━━━ 本文 ━━━
21世紀の甘味料「トレハロース」に注目
ヒゲを生やした奇妙な宇宙人の親子が登場するテレビコマーシャルを覚えているだろうか。このコマーシャルによって、トレハロースという甘味料を知った人も多いことだろう。年々、その認知度も高まってきているトレハロースだが、最近では、単なる甘味料としてだけではなく、「料理をさらにおいしくするための素材」としても活用されるようになり、新しい機能性甘味料として外食・中食業界でも熱い注目を浴びている。
◆「トレハロース」は天然糖質
トレハロースとは、砂糖などと同じ、自然界に存在している天然の糖質のことで、さまざまな動植物や微生物などに含まれている。
例えば、干し椎茸は何ヵ月か置いた後でも、お湯や水に浸すと元の状態に戻るが、これはトレハロースの働きによるもの。そのほかにもキノコ類、豆類、海藻類など、数多くの食品にトレハロースが含まれている。
━━━
トレハロースを紹介する本文の続きを、最後の一文の後から書き継いでもらえますか。
━━━ 記録情報 ━━━
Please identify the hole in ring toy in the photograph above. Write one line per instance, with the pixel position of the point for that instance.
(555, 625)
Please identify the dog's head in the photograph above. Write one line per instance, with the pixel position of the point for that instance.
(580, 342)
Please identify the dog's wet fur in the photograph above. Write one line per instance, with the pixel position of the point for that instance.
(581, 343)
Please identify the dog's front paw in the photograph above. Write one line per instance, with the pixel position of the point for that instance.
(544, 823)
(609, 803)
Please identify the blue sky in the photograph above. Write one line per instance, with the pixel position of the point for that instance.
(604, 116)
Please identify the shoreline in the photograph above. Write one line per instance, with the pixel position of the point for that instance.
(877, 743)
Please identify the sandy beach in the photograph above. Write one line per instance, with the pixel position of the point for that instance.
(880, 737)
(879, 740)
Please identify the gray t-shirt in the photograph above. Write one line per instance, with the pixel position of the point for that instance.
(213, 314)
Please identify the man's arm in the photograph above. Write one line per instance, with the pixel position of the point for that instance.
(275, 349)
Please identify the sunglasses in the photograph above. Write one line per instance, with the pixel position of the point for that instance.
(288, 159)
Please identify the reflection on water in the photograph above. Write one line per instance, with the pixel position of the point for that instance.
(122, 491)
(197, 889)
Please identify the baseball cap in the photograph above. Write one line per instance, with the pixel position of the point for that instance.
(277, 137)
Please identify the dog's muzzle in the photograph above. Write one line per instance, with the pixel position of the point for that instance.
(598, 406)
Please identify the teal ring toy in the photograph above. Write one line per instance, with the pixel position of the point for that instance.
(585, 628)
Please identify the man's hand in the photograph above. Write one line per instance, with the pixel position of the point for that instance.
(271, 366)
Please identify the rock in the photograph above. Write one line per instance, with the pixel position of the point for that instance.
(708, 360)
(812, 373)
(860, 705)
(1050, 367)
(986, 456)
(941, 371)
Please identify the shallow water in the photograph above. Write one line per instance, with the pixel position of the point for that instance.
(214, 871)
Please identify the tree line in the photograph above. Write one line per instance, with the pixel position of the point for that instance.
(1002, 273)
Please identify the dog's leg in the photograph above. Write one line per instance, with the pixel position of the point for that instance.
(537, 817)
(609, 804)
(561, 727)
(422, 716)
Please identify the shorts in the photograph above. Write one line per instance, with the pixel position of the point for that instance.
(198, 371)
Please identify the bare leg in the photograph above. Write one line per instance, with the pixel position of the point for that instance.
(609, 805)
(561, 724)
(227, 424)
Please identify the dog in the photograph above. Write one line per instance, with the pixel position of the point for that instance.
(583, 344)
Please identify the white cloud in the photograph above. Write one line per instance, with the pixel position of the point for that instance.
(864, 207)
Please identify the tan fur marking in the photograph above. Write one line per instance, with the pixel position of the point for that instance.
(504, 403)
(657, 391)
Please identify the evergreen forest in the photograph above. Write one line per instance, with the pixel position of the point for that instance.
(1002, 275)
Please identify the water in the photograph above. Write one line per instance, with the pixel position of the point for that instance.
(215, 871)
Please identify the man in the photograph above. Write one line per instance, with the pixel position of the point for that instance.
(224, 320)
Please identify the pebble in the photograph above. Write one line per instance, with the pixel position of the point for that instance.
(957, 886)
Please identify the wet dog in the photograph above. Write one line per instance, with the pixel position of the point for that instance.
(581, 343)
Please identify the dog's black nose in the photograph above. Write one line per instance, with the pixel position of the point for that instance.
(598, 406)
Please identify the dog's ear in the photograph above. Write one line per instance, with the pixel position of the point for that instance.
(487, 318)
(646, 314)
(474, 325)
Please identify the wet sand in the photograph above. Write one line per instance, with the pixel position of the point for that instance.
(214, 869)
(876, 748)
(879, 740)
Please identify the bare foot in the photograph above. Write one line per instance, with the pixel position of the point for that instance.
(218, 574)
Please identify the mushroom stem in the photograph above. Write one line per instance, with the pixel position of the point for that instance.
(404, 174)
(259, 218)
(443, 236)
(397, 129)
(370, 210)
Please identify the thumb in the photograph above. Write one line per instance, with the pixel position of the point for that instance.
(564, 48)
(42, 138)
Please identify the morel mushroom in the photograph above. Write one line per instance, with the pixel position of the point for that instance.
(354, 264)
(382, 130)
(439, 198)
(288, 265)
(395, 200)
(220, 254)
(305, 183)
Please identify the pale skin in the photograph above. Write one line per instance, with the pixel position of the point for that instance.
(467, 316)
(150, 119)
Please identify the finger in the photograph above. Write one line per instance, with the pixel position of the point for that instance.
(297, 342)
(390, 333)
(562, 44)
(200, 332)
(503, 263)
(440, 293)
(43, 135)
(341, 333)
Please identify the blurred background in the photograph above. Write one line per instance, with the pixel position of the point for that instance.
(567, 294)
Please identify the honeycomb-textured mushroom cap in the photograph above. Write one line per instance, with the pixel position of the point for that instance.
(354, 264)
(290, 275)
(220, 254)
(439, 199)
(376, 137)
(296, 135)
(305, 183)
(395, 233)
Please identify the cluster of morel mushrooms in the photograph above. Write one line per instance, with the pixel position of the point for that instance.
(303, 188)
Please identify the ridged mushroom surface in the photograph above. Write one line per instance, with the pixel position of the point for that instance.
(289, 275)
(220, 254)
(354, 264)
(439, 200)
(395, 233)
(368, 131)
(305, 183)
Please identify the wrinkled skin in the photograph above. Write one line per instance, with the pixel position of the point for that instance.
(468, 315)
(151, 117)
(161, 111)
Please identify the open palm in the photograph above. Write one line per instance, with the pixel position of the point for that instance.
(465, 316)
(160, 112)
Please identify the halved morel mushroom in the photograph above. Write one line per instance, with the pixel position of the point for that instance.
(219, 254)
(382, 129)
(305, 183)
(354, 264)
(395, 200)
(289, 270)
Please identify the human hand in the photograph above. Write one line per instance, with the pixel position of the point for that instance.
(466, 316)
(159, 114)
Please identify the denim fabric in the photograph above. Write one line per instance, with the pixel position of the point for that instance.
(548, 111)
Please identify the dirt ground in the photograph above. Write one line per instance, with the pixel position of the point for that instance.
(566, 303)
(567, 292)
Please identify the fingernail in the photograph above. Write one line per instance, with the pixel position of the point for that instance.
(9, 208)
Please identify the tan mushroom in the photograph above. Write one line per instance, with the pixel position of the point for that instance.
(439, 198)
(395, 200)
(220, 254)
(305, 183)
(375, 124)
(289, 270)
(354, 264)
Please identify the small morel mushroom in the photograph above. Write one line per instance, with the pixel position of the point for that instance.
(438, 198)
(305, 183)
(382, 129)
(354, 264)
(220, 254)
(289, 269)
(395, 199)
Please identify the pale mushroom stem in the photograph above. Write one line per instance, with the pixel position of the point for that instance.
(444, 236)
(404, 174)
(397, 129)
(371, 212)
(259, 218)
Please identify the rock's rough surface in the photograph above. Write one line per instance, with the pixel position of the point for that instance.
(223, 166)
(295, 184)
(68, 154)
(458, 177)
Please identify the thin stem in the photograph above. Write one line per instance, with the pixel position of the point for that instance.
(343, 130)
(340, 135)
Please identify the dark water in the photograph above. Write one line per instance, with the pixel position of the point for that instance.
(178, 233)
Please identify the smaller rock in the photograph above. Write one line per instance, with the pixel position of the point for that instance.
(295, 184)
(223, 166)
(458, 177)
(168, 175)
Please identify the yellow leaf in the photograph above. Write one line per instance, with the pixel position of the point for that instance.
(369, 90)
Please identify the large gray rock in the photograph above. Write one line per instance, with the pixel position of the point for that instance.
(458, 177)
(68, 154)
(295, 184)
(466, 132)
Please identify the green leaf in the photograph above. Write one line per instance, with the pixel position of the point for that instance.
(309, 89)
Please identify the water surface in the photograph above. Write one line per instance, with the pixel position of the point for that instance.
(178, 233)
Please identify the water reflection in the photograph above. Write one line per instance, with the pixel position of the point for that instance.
━━━
> 解答
トレハロースは糖質なので一般的には甘味料として使われるが、甘さは砂糖の約半分と低く、すっきりとしたクセのない甘みが特徴。しかし、トレハロースは「高い保水力」「鮮度維持」「食感を保つ」などといった優れた特徴を持つことも分かり、現在ではさまざまな食品で、それらの機能性を生かして使われている。
◆大量生産が可能となり用途が広がる
トレハロースの存在が初めて学術的に明らかにされたのは1832年のこと。その後、トレハロースの持つ不思議な力について、世界中で多くの研究が行われ、その有効利用が期待されたが、トレハロースを抽出する技術が難しく、1kg3~5万円もする高級品であったために広く利用されることはなかった。
だが、1994年に林原グループが世界で初めて、従来のように酵母から抽出するのではなく、でんぷんから直接トレハロースを作る酵素を発見したことにより、従来の約100分の1という安価な価格で大量生産ができるようになった(商品名「トレハ」)。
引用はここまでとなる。